_Required work_
Translate into Spanish the following sentence from the passage on Kubernetes data protection: "In this blog, we demonstrate how you can add Kubernetes clusters to Backup and Recovery using the command line, further automating the protection of your cluster and applications."

=== Selected excerpt ===

NetApp Backup and Recovery for Kubernetes offers enterprise-grade data protection for both containerized applications and virtual machines on Kubernetes, including Red Hat OpenShift and OpenShift Virtualization. In a recent blog post, we showed how the CLI- and custom resource (CR) based operations in Backup and Recovery for Kubernetes help in automating application protection and restore operations. In this blog, we demonstrate how you can add Kubernetes clusters to Backup and Recovery using the command line, further automating the protection of your cluster and applications.

=== Recorded data ===

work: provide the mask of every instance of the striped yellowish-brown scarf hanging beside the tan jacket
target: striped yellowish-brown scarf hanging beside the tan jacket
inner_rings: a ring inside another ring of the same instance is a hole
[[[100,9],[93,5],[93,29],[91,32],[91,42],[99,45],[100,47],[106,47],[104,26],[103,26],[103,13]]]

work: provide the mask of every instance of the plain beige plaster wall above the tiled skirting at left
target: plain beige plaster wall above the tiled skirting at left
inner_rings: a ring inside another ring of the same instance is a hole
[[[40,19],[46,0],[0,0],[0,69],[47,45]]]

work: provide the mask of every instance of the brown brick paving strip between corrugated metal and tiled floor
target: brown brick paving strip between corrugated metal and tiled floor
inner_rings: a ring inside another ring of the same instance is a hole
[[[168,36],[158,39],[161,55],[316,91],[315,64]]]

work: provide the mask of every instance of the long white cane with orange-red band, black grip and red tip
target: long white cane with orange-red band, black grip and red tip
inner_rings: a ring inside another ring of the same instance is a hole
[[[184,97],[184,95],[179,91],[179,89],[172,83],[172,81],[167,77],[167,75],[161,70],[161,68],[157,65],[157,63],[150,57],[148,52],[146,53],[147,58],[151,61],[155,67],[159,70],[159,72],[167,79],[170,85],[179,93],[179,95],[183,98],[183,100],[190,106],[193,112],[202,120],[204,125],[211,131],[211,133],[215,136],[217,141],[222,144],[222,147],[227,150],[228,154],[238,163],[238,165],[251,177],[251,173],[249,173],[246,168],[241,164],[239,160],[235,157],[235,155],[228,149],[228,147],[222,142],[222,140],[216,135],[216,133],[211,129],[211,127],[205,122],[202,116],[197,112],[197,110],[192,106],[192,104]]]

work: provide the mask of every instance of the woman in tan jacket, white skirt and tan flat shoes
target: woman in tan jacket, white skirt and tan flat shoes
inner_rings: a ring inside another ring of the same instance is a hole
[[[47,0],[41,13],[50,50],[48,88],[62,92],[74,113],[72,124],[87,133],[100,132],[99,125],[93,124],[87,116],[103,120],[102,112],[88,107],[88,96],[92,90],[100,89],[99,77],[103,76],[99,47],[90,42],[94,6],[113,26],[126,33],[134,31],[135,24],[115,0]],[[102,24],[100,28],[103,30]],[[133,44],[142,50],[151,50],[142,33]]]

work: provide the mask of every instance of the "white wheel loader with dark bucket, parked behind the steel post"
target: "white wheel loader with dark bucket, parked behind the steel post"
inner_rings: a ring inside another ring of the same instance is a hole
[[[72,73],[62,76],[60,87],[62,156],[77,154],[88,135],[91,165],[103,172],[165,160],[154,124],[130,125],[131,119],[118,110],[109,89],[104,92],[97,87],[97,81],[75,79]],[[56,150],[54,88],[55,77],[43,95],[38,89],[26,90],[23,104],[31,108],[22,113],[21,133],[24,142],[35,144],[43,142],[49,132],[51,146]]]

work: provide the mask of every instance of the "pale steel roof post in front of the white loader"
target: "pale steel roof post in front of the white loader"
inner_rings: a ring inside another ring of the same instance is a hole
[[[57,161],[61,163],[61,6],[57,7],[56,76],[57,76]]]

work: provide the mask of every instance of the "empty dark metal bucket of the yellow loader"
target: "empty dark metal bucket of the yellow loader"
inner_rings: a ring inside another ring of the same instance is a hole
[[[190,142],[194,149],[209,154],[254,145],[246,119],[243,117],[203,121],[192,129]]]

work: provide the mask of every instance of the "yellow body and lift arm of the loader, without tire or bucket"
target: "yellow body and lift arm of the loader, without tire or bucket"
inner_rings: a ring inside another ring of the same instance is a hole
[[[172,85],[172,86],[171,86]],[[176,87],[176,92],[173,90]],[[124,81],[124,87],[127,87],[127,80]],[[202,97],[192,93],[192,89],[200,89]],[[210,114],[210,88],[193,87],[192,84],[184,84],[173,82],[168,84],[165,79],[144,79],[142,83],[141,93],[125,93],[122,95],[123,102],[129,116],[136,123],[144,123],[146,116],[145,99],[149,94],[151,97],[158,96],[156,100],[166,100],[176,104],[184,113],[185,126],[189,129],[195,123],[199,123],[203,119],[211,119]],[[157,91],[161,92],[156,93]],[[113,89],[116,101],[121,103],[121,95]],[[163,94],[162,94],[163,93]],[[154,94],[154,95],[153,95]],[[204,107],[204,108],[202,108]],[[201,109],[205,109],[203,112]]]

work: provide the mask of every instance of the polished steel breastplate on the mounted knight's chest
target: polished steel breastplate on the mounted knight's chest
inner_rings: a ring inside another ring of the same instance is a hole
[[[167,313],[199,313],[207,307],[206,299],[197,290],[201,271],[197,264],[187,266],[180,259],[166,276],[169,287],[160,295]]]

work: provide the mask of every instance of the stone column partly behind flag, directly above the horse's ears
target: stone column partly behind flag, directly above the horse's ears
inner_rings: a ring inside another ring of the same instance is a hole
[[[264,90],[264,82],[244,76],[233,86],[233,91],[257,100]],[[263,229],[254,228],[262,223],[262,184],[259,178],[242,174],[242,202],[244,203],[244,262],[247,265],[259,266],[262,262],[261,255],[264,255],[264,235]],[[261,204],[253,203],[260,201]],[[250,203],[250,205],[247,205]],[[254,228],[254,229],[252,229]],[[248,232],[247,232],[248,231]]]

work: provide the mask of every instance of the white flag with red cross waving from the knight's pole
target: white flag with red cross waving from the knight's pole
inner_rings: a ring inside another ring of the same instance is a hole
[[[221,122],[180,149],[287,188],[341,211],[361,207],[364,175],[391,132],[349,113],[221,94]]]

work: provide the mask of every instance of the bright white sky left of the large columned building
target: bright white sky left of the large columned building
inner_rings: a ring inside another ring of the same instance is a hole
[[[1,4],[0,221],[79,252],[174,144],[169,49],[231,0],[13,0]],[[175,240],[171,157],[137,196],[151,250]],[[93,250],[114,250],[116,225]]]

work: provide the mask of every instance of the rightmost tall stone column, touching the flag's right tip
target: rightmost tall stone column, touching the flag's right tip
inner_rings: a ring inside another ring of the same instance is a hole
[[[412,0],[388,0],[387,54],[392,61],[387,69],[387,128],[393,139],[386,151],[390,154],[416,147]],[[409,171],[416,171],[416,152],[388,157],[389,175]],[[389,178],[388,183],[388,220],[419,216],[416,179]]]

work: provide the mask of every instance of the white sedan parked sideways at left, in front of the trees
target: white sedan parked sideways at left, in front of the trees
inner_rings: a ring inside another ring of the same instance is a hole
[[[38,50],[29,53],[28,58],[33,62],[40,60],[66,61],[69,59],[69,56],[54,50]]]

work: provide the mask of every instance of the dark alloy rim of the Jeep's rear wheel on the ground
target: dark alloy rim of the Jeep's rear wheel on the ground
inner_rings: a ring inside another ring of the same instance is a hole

===
=== Recorded data ===

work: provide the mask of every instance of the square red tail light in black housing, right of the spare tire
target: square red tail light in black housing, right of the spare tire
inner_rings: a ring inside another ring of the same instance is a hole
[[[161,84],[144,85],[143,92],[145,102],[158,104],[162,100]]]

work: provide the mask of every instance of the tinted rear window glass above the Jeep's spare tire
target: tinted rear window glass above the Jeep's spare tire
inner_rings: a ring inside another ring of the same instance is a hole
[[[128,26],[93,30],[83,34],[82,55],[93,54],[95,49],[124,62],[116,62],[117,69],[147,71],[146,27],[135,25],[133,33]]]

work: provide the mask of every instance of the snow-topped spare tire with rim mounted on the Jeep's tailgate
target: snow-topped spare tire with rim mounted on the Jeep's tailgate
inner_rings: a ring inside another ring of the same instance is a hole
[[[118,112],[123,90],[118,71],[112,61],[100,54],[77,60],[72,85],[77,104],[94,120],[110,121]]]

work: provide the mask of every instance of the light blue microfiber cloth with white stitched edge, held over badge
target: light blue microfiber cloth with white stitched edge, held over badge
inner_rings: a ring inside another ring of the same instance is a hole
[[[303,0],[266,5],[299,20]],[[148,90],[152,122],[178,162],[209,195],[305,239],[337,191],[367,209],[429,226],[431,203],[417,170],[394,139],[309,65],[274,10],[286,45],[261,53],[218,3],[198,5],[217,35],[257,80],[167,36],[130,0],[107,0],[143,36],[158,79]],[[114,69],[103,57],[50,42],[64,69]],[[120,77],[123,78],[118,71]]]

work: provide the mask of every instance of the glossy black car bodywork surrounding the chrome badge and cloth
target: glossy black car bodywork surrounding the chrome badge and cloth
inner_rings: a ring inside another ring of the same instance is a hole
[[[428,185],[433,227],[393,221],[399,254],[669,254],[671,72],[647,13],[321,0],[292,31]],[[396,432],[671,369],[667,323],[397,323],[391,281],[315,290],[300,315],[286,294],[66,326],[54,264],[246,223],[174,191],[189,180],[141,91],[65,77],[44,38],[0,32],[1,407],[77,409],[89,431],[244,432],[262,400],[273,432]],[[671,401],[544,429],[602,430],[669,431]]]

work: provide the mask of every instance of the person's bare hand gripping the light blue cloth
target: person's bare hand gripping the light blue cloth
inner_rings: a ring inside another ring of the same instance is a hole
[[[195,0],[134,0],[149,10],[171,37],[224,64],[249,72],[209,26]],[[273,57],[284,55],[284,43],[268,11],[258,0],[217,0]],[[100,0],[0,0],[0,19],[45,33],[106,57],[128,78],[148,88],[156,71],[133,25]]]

===
=== Recorded data ===

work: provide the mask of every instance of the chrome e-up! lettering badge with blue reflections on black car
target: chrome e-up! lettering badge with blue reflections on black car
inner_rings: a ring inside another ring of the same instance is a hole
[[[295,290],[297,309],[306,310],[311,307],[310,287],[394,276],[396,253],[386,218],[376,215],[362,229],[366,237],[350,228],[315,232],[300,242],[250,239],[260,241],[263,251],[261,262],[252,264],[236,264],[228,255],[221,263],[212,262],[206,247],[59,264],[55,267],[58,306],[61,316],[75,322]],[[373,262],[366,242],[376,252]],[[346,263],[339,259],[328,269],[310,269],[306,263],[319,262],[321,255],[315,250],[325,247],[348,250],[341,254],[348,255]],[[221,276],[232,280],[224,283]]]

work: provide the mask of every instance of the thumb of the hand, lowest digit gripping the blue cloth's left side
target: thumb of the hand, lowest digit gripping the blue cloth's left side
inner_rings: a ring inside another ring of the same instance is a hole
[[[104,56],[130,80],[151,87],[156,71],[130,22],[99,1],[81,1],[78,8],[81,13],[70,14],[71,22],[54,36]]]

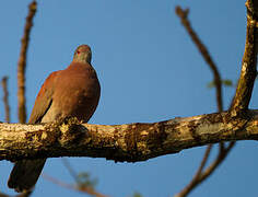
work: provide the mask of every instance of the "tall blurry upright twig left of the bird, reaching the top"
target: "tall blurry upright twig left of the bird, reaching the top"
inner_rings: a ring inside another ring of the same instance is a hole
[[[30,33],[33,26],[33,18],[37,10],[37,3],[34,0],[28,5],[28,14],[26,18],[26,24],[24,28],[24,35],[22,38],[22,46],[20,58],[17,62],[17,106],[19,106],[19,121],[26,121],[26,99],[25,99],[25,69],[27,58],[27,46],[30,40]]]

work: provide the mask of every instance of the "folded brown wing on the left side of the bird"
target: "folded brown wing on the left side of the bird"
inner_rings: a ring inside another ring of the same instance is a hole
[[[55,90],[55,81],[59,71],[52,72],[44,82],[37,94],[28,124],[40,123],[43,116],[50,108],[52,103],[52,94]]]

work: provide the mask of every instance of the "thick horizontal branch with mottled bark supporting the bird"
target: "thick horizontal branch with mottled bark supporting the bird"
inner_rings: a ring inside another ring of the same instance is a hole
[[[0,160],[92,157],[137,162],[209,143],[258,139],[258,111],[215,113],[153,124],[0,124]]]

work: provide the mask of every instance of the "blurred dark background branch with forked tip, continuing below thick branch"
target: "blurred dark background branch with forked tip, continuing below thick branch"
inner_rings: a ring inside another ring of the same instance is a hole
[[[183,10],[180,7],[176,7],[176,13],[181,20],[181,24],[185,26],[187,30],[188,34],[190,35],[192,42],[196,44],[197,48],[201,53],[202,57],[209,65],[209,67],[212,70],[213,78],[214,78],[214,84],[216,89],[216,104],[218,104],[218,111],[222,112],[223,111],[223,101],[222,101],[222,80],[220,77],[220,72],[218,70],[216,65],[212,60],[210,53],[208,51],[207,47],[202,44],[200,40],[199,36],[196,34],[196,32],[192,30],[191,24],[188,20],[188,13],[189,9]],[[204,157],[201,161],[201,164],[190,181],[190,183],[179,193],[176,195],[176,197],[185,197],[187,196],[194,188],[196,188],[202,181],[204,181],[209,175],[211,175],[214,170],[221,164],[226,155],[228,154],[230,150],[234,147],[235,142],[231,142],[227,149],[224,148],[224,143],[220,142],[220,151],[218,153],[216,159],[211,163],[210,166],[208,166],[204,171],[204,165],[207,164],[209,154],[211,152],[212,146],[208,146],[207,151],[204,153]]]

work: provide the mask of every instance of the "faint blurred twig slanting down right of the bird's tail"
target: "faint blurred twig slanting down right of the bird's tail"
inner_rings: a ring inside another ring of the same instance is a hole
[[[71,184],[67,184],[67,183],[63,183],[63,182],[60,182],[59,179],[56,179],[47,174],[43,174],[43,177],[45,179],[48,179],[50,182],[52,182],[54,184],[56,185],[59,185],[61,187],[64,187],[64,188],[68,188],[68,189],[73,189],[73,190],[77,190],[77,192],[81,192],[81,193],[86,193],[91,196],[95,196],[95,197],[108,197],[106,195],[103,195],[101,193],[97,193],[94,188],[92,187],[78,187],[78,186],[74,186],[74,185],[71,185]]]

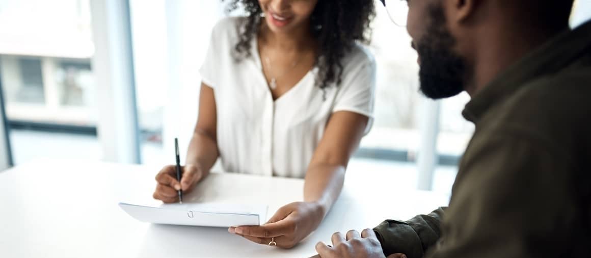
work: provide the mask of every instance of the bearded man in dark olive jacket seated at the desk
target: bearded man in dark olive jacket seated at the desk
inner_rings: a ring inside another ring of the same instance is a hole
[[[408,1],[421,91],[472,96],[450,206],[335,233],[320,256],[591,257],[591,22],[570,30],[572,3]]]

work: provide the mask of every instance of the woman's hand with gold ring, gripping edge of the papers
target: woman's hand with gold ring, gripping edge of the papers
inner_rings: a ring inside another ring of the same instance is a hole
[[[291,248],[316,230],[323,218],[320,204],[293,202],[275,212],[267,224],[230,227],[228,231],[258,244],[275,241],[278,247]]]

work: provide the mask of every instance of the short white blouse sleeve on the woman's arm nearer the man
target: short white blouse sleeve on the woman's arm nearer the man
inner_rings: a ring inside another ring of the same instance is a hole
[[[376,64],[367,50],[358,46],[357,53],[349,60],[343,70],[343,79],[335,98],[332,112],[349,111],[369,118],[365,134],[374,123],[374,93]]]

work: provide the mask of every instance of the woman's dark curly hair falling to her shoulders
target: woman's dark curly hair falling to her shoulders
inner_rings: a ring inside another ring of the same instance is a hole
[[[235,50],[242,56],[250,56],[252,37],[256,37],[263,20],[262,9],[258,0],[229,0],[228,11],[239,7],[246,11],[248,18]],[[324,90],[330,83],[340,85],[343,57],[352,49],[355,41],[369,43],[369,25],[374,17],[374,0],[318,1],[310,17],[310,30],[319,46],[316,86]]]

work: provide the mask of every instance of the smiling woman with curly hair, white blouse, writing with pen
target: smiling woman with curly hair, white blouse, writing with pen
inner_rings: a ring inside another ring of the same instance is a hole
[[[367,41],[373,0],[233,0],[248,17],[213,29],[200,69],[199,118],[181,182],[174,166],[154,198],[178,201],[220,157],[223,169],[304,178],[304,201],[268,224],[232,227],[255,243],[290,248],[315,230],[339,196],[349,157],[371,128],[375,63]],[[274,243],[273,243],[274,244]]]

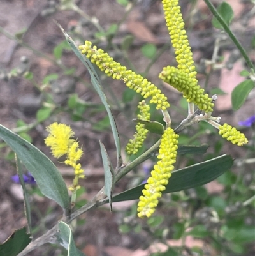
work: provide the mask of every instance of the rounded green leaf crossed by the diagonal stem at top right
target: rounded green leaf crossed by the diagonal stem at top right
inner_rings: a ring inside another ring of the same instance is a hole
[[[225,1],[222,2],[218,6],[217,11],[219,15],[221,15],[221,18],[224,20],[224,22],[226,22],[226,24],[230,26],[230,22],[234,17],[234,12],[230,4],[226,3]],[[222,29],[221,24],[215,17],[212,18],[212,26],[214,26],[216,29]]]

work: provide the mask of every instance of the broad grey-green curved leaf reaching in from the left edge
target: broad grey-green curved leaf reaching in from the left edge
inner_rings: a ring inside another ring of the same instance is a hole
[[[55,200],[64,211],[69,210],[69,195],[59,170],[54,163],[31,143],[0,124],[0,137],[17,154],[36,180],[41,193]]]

===

_Solution_
En este blog, demostramos cómo puede agregar clústeres de Kubernetes a Backup and Recovery mediante la línea de comandos, automatizando aún más la protección de su clúster y sus aplicaciones.